Print every record exactly, but leave out the pictures.
═════ Data supplied ═════
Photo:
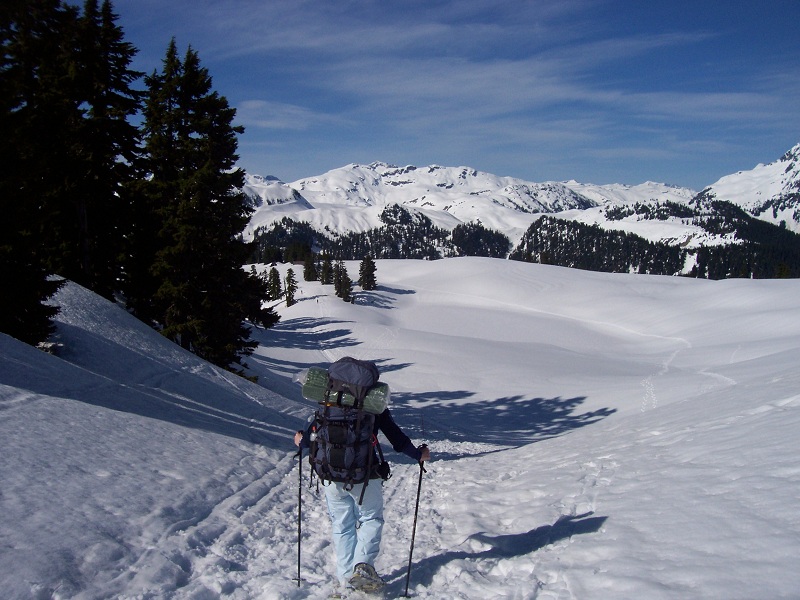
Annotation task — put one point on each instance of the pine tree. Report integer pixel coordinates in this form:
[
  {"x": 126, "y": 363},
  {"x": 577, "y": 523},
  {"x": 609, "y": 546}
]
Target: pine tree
[
  {"x": 366, "y": 274},
  {"x": 310, "y": 268},
  {"x": 201, "y": 295},
  {"x": 326, "y": 270},
  {"x": 274, "y": 291},
  {"x": 37, "y": 111},
  {"x": 342, "y": 283},
  {"x": 108, "y": 147},
  {"x": 291, "y": 287}
]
═════
*Task output*:
Photo:
Annotation task — put one point on each instance of the pine tree. Report integer pixel coordinates in this form:
[
  {"x": 126, "y": 363},
  {"x": 577, "y": 523},
  {"x": 609, "y": 546}
]
Target: pine tree
[
  {"x": 366, "y": 274},
  {"x": 310, "y": 268},
  {"x": 201, "y": 295},
  {"x": 326, "y": 270},
  {"x": 274, "y": 291},
  {"x": 37, "y": 111},
  {"x": 342, "y": 283},
  {"x": 108, "y": 147},
  {"x": 291, "y": 287}
]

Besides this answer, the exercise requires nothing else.